• Task to carry out
Report back each line of the records that contains the string "blue".

[Saved data entries]
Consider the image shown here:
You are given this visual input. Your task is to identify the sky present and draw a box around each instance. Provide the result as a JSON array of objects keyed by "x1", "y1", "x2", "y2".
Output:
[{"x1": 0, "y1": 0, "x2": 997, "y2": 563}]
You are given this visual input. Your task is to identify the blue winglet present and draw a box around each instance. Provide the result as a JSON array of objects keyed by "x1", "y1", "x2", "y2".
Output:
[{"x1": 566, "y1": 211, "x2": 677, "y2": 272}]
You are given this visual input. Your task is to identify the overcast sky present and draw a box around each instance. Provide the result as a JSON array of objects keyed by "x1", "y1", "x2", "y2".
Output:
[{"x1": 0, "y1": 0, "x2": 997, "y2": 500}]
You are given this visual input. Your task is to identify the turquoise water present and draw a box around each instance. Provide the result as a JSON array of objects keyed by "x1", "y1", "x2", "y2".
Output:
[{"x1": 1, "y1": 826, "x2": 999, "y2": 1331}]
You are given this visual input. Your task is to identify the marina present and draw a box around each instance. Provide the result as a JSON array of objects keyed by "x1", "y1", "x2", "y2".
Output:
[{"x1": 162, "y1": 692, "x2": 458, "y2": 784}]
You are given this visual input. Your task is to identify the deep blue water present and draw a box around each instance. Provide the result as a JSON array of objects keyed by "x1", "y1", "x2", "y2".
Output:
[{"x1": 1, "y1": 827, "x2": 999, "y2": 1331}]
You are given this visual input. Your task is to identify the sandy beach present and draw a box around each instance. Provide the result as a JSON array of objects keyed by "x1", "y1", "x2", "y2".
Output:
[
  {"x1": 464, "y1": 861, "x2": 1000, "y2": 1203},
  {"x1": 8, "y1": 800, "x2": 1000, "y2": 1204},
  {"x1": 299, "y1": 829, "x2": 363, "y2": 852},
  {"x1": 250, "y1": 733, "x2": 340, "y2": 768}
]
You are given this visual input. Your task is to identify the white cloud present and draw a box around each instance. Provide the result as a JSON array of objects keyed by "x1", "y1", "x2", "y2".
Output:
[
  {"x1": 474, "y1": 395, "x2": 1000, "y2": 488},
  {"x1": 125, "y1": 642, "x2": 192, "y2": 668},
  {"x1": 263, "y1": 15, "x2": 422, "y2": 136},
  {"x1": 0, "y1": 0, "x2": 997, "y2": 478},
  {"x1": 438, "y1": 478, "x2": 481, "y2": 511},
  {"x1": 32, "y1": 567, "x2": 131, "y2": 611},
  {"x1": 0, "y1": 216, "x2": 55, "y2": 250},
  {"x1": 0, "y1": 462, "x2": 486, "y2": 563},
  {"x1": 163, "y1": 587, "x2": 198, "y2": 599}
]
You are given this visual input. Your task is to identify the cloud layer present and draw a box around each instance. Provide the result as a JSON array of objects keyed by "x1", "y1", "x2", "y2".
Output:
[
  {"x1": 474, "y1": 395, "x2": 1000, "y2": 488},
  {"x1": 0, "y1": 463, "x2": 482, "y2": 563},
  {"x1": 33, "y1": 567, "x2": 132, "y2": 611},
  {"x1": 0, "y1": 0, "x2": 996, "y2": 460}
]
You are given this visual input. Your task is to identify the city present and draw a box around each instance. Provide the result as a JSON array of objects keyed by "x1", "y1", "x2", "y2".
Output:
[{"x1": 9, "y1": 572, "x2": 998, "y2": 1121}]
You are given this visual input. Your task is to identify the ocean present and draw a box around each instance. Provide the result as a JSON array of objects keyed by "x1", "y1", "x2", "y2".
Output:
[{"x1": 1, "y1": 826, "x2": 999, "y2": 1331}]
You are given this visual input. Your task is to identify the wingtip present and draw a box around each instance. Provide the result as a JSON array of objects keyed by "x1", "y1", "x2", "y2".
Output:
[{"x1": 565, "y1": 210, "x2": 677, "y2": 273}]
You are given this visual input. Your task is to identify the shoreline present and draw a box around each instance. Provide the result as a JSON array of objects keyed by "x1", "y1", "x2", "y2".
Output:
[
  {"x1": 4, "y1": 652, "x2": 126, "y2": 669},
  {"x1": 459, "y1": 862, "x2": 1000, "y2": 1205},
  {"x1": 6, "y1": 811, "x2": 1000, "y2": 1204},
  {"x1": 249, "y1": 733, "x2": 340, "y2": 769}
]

• Written solution
You are given this visual input. Your task is to identify the blue winglet present and draw a box around each instance. Provide the result as a JSON array of objects keyed by "x1", "y1", "x2", "y2".
You are given this visual input. Your task is to identify the deep blue water present and draw a box around each instance. Provide the result as a JSON array of objects keyed by "x1", "y1", "x2", "y2".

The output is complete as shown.